• _Instructions to follow_
Extract every line of the material below and reproduce it faithfully.

• _Records provided_
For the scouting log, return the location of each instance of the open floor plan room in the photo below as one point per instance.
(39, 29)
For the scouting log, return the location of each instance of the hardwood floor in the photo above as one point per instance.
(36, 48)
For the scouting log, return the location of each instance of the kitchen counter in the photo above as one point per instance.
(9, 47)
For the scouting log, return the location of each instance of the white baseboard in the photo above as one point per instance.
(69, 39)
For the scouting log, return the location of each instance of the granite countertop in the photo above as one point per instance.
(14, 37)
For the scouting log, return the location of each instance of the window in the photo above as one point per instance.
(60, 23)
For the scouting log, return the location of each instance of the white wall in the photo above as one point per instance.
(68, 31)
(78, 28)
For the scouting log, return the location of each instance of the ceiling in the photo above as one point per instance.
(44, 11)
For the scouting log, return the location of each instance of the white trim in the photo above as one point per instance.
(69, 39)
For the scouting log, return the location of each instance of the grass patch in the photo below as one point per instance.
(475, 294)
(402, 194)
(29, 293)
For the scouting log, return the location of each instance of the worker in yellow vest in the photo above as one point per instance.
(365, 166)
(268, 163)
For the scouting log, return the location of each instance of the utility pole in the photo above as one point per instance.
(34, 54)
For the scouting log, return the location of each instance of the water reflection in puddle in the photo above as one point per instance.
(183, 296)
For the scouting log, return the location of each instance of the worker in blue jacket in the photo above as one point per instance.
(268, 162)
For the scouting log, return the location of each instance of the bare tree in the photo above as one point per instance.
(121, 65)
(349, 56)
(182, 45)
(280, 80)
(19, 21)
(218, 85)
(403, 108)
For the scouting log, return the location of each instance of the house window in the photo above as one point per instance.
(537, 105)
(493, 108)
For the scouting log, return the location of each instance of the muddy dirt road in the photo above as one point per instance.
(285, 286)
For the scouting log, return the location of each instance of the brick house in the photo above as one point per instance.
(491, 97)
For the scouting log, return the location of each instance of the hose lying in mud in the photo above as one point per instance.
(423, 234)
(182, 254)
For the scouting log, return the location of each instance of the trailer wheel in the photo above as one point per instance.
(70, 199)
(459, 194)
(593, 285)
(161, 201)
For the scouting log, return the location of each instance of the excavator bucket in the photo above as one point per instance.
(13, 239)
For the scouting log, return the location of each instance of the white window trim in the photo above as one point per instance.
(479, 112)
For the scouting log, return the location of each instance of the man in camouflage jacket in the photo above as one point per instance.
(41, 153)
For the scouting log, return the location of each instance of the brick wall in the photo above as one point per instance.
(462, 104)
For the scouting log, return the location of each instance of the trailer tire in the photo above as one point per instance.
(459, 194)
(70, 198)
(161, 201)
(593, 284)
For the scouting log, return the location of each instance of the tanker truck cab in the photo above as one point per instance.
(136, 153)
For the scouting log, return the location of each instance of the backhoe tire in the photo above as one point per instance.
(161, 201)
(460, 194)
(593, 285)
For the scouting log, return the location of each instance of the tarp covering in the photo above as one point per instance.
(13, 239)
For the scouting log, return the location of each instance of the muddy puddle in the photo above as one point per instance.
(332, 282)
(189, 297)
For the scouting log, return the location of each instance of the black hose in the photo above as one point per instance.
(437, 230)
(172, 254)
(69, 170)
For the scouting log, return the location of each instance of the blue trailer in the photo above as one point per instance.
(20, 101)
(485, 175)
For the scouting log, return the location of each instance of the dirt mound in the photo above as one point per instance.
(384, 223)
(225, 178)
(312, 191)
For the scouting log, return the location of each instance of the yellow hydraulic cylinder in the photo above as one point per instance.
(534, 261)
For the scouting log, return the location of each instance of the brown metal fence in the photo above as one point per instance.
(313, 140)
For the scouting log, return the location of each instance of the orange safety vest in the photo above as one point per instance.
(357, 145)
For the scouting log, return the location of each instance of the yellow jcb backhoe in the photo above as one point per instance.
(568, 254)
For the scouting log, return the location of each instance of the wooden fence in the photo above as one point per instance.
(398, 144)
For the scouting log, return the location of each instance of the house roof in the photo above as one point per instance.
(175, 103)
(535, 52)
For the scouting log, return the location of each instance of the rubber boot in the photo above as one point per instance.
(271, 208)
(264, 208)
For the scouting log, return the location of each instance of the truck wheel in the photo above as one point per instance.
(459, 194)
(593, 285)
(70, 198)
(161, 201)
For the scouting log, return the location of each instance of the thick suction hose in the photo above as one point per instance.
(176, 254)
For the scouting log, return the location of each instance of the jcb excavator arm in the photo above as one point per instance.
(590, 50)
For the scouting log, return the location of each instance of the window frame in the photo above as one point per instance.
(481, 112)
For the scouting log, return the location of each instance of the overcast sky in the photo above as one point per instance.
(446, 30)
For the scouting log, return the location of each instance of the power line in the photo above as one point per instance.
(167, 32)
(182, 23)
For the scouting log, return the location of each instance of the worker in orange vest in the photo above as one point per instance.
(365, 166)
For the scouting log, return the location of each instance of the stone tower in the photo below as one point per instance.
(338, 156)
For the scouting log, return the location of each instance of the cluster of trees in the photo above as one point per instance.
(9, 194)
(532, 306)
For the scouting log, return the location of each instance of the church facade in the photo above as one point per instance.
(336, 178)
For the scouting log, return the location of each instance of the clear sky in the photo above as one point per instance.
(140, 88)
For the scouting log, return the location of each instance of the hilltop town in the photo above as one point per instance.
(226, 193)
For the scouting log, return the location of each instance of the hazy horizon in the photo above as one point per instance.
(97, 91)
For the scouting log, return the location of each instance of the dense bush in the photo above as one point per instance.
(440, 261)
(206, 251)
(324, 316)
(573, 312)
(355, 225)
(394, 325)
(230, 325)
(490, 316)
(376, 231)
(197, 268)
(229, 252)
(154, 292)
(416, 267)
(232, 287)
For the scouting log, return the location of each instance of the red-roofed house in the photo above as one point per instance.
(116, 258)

• _Solution_
For the scouting log, return the location of each instance of the open floor plan room in the photo below as one point per instance.
(39, 29)
For the scouting log, return the location of each instance of the hardwood floor in the photo above as one point per instance.
(36, 48)
For the scouting log, return the location of each instance of the kitchen counter in the photo above as one point per instance.
(9, 47)
For the scouting log, return the location of each instance of the white baseboard in the photo above as one point per instance.
(69, 39)
For the scouting log, return the location of each instance of the granite countertop in the photo above as one point per instance.
(14, 37)
For the scouting log, return the location of each instance of the window in the photo above as one point per instance.
(60, 23)
For the scouting log, return the location of each instance of the white wall in the photo above as one point per instance.
(68, 31)
(78, 28)
For the scouting log, return the location of each instance of the ceiling in the photo above as one point per instance.
(44, 11)
For the scouting log, return the location of each instance of the white trim in the photo above as one point per instance.
(69, 39)
For the scouting log, return the location of each instance of the grass patch in the photo below as one point per instance.
(475, 294)
(402, 194)
(29, 293)
For the scouting log, return the location of each instance of the worker in yellow vest in the photo above as one point per instance.
(365, 166)
(268, 163)
For the scouting log, return the location of each instance of the utility pole in the photo above as one point per instance.
(34, 54)
For the scouting log, return the location of each instance of the water reflection in puddle in the photo above as one point per instance.
(183, 296)
For the scouting log, return the location of each instance of the worker in blue jacket in the photo above as one point per instance.
(268, 162)
For the scouting log, return the location of each instance of the bare tree in the photo above as one point per instance.
(121, 65)
(349, 56)
(182, 45)
(280, 80)
(19, 21)
(218, 85)
(403, 108)
For the scouting log, return the location of each instance of the house window in the photo above as one point per instance.
(537, 105)
(493, 108)
For the scouting log, return the location of each instance of the muddy dirt road in the photo above as one point per instance.
(285, 286)
For the scouting log, return the location of each instance of the brick house in the photo above as one point per instance.
(491, 97)
For the scouting log, return the location of each instance of the hose lying in mud in the photo above as one point per instance.
(423, 234)
(182, 254)
For the scouting log, return the location of each instance of the trailer wheel in the photo above as one point per instance.
(70, 199)
(459, 194)
(593, 285)
(161, 201)
For the scouting log, return the location of each instance of the excavator bucket in the photo above as one point per instance.
(13, 239)
For the scouting log, return the location of each instance of the white window trim in the photo above as one point per instance.
(479, 112)
For the scouting log, return the location of each instance of the man in camouflage jacket in the photo above as one point per instance.
(41, 153)
For the scouting log, return the location of each instance of the brick wall in the photo above as one point per instance.
(462, 104)
For the scouting log, return the location of each instance of the trailer tire in the photo above as one point per instance.
(459, 194)
(70, 198)
(161, 201)
(593, 284)
For the scouting log, return the location of each instance of the tanker truck cab in the photo above as one point per instance.
(136, 153)
For the scouting log, return the location of each instance of the backhoe tire in the photo above as one point per instance.
(161, 201)
(460, 194)
(593, 285)
For the scouting log, return the location of each instance of the tarp covering in the photo above as one point per instance.
(13, 239)
For the scouting log, return the location of each instance of the muddy puddle in the photo above as one point per instance.
(332, 282)
(189, 297)
For the scouting log, return the location of each instance of the black hose in the photo above as one point per instance.
(437, 230)
(172, 254)
(69, 170)
For the scouting log, return the location of each instance of the blue trailer in the photo above as one point per instance.
(20, 101)
(485, 175)
For the scouting log, return the location of each instance of the dirt mound in the photo above as one point per instance.
(384, 223)
(225, 178)
(312, 191)
For the scouting log, return the location of each instance of the yellow hydraulic cylinder in the photo above as one point per instance.
(534, 261)
For the scouting log, return the location of each instance of the brown metal fence in the photo above as one point per instance.
(313, 140)
For the scouting log, return the location of each instance of the orange safety vest in the photo above as one point per instance.
(357, 145)
For the scouting log, return the location of each instance of the yellow jcb backhoe in the photo above as one point per instance.
(568, 254)
For the scouting log, return the location of each instance of the wooden fence in the photo above as one point per instance.
(398, 144)
For the scouting log, return the location of each instance of the house roof in the photo above as one point per instance.
(175, 103)
(535, 52)
For the scouting log, return the location of each instance of the rubber boot in the photo above as one point per instance.
(271, 208)
(264, 208)
For the scouting log, return the location of each instance of the truck wheel in the photo above as one point per instance.
(459, 194)
(593, 285)
(70, 198)
(161, 201)
For the scouting log, return the location of each instance of the thick suction hose in the photo above as one point per instance.
(176, 254)
For the scouting log, return the location of each instance of the jcb excavator arm in the photo above as one point per instance.
(590, 50)
For the scouting log, return the location of each instance of the window frame in the photo above as one point per instance.
(481, 112)
For the scouting log, return the location of each instance of the overcast sky in the photo above as one point per instance.
(446, 30)
For the scouting log, return the location of each instance of the power line in the photo above as one point per instance.
(167, 32)
(182, 23)
For the scouting log, return the location of each instance of the worker in orange vest in the photo above as one point per instance.
(365, 166)
For the scouting log, return the location of each instance of the stone tower in the photo below as one point per instance.
(338, 156)
For the scouting log, return the location of each instance of the cluster of trees in the photo above as one point per instance.
(9, 194)
(532, 306)
For the scouting log, return the location of each instance of the church facade in the photo above as one point per instance.
(336, 178)
For the scouting log, return the location of each instance of the clear sky in the photo above as one point per instance.
(140, 88)
For the scouting log, return the location of each instance of the hilltop town in the photo above as one point per instance.
(226, 193)
For the scouting log, return the location of each instance of the hazy horizon in the photo above as one point per instance.
(97, 91)
For the scouting log, return the location of each instance of the dense bush in the photo above as one point per instance.
(440, 261)
(206, 251)
(324, 316)
(573, 312)
(355, 225)
(394, 325)
(230, 325)
(490, 316)
(376, 231)
(197, 268)
(229, 252)
(154, 292)
(416, 267)
(232, 287)
For the scouting log, return the location of each instance of the red-roofed house in the photo above as one point per instance.
(116, 258)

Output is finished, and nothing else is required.